◆ **Consigne**
Citez fidèlement le passage de la chronique sur l'album Promeneur qui commence par « Faute reconnue, à demie-pardonnée. » et se termine par « mieux que lui-même. ».

Chronique plus qu’enthousiaste à propos d’un disque dont on regrette de ne pas avoir évoqué toutes les richesses au moment de sa sortie. Il n’est jamais trop tard pour bien faire.
Faute reconnue, à demi pardonnée. Ce septième disque de Mathieu Boogaerts sorti en novembre dernier dans une pleine période de sorties est resté longtemps sur la piste des disques à chroniquer. Sans doute que si nous lui avions donné l’écoute qu’il mérite, ce nouveau disque de Mathieu Boogaerts se serait retrouvé haut, très haut dans nos classements de l’année passée.
Faute reconnue, à demi-pardonnée. Trop de disques sortent chaque année, l’industrie de la musique n’arrêtant jamais sa machine à broyer. On se retrouve régulièrement avec des piles et des piles de disques toujours plus branlantes, prêtes à tomber. On priorise nos écoutes.. Quel vilain mot ! On rationalise notre passion, on se crée des rations de survie. Pourtant, ne tombent pas toujours entre nos mains des disques passionnants, parfois, même, ils nous tombent des oreilles. On cherche à nous les vendre à grand effort d’emphase et de grandiloquence. Trop de disques sortent chaque année, on ne peut suivre le rythme. C’est inhumain.
Faute reconnue, à demi-pardonnée. En novembre, c’est l’hiver qui s’installe et notre hibernation qui s’enclenche. Cet espèce de No Man’s land où l’année musicale est quasi jouée, où l’on est déjà à réunir ses 10, 20, 50 ou 100 disques incontournables de 201. Ou 201. On devrait donc interdire des sorties de disques en novembre ou en décembre car ils viennent déranger la minutie de nos classements.
Faute reconnue, à demie-pardonnée. Mathieu Boogaerts est sans doute l’un de nos artistes les plus attachants car il est aussi l’un des plus discrets. C’est donc la faute à Mathieu et puis c’est tout. Pourtant on l’avait écouté ce nouveau disque, Promeneur. On y était entré de suite, comme chez un bon copain que l’on connaît bien, mieux que lui-même.
Faute reconnue, à demi-pardonnée. C’est pour moitié la faute à Mathieu, pour moitié la faute de mon tapis et de mon plancher. Pourquoi pas ? Je vous ai déjà dit que plus l’année avance, plus les piles de disques s’entassent, plus elles deviennent branlantes. Promeneur, dernier album lumineux de Mathieu Boogaerts, était sur le sommet de cet Everest de papier, de plastique, de mots et de notes, coincé sur le dessus de mon piano droit. Et Badaboum, un de ces jours que je n’étais pas là, patatras, voilà que l ‘agencement fragile s’écroule. On me range tout cela à la hâte sans rien me dire. C’est donc la faute à ma femme !
Voici ce disque promeneur coincé à l’arrière de mon piano et c’est mon balai justicier, vaguement archéologue à ses heures perdues qui vint l’en sortir la semaine passée. Pourtant dès les premières mesures de ce septième album de Mathieu Boogaerts, ce Promeneur onirique charme sans affèterie ni trompette. Il y a toujours dans la musique du monsieur cette simplicité évidente et empathique. D’un Qu’en est-il en forme de bilan paisible à ce dessin d’enfant, ces coups de pinceaux, ce portrait et cette vision de soi que l’on a du mal à comprendre et à accepter sur Bizarre. On y parle du rapport entre l’homme et l’enfant, soi et sa propre image, tout est dit avec une économie d’effets et de mots.

◆ **Données fournies**

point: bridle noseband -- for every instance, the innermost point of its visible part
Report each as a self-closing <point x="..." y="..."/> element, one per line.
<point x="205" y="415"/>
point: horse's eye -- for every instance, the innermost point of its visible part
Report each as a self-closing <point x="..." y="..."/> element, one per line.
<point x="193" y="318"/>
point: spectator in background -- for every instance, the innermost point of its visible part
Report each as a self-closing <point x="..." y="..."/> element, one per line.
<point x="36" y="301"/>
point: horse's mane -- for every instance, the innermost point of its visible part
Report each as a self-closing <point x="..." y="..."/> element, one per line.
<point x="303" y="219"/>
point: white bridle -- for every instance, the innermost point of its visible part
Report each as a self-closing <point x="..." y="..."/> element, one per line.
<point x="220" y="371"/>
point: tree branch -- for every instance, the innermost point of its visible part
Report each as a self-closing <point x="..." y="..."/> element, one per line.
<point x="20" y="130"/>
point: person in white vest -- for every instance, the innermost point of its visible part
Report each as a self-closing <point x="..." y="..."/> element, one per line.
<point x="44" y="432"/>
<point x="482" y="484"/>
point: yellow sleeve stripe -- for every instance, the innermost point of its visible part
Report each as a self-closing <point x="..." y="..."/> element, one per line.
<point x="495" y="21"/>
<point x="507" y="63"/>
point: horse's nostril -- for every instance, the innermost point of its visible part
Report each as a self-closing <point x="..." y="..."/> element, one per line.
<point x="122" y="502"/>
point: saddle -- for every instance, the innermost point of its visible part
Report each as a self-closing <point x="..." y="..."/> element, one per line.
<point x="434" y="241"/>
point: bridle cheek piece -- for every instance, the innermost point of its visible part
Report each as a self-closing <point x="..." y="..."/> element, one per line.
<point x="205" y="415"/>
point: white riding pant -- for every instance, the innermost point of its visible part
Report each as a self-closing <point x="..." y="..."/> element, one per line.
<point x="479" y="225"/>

◆ **Résultat attendu**
Faute reconnue, à demie-pardonnée. Mathieu Boogaerts est sans doute l’un de nos artistes les plus attachants car il est aussi l’un des plus discrets. C’est donc la faute à Mathieu et puis c’est tout. Pourtant on l’avait écouté ce nouveau disque, Promeneur. On y était entré de suite, comme chez un bon copain que l’on connaît bien, mieux que lui-même.